___ Supplied passage

Re: Which one is the gain resistor ?
« Reply #10 on: December 04, 2011, 09:08:45 AM »
i was referring to texas instruments .. then i checked it again , it is indeed held to 1/2 VCC ...
any way to set gain ?
This is already prefabbed therefore i have no choice .

the way to increase the gain - as with any inverting opamp - is to allow less of the opamp's output signal to be 'fed back' to the opamp's inverting pin.

When you feedback 100% of the signal you get a gain of 1 from the opamp, when you feedback none of the output signal you get a gain of ininfity - normally a voltage divider chain is utilised to set the gain somewhere in between ...therefore if you want more gain, I'd say put a resistor between the opamp pin 6 & R7....as a finger in the air, I'd say something like 47k to start with.
« Last Edit: December 04, 2011, 09:10:59 AM by Gurner »

DavenPaget

Re: Which one is the gain resistor ?
« Reply #11 on: December 04, 2011, 09:17:06 AM »
i was referring to texas instruments .. then i checked it again , it is indeed held to 1/2 VCC ...
any way to set gain ?

______

-- Written problem A --
Pull out every line of the records below that contains the string "squash". Case counts.

___ Data rows

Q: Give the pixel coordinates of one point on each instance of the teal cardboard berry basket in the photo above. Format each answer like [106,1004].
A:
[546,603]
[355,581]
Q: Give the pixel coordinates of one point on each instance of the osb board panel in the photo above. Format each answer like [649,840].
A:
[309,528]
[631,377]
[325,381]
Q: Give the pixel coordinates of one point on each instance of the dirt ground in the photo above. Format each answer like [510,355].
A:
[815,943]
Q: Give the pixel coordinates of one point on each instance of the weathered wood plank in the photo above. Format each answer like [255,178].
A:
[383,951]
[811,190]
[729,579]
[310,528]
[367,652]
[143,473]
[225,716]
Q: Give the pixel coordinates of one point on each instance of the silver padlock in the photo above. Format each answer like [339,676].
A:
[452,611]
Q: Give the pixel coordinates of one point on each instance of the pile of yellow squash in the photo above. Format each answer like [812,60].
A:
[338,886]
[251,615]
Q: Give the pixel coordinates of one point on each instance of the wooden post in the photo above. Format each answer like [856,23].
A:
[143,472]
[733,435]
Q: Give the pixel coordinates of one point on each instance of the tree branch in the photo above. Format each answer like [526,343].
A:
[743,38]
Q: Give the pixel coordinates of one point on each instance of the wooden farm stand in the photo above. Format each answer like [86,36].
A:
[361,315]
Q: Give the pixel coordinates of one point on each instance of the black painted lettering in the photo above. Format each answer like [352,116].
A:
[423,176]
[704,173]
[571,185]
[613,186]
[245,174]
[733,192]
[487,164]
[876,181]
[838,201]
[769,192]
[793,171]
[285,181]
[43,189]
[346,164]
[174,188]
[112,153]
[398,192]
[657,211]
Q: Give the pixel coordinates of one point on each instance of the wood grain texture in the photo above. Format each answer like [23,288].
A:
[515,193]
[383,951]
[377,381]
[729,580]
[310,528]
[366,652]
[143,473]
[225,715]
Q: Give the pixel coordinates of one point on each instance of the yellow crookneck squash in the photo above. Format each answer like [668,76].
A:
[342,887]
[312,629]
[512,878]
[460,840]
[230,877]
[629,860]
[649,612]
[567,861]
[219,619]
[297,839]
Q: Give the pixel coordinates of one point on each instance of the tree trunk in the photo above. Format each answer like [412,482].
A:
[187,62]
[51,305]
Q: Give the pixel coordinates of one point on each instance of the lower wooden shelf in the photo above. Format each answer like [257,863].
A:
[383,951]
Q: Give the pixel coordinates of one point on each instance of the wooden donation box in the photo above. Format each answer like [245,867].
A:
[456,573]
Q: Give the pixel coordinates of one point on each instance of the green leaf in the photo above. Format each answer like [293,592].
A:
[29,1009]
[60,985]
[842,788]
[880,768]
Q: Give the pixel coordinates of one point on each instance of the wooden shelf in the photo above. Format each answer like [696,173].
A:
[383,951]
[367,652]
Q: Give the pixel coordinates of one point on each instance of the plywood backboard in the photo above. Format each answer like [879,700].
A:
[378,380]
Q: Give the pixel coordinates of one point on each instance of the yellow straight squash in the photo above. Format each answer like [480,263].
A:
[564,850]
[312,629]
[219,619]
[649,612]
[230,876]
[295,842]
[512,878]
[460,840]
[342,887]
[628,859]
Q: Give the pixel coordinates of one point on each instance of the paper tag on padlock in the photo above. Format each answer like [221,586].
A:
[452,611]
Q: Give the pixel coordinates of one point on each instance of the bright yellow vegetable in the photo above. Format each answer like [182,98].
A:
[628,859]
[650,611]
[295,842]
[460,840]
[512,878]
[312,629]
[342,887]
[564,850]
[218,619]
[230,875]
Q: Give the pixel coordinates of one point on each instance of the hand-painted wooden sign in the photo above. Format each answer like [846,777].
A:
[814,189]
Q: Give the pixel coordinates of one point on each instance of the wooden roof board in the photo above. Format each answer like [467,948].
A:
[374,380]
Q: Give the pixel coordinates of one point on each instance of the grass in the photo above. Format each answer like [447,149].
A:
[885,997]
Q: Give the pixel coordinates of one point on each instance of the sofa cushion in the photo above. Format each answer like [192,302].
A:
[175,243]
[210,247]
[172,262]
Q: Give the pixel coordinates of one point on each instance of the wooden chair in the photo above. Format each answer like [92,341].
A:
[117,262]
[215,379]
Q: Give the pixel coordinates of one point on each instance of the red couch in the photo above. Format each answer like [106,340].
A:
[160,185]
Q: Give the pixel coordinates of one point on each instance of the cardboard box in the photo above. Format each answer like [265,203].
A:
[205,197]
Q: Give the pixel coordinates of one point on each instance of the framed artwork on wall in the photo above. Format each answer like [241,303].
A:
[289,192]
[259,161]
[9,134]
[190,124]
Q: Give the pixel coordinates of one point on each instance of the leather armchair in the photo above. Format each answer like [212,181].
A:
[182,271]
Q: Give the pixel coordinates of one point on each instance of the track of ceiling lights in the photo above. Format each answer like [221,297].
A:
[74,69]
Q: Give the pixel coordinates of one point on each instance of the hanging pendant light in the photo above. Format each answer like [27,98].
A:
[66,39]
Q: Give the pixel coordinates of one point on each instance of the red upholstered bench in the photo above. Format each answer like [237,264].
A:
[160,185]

______

-- Written problem B --
Reproduce the op-amp gain thread above word for word, everything from "When you feedback 100%" down to "to start with.".

-- Exercise result A --
Q: Give the pixel coordinates of one point on each instance of the pile of yellow squash in the photo above. Format each answer like [812,60].
Q: Give the pixel coordinates of one point on each instance of the yellow crookneck squash in the photo above. Format each answer like [668,76].
Q: Give the pixel coordinates of one point on each instance of the yellow straight squash in the photo above. Format each answer like [480,263].

-- Exercise result B --
When you feedback 100% of the signal you get a gain of 1 from the opamp, when you feedback none of the output signal you get a gain of ininfity - normally a voltage divider chain is utilised to set the gain somewhere in between ...therefore if you want more gain, I'd say put a resistor between the opamp pin 6 & R7....as a finger in the air, I'd say something like 47k to start with.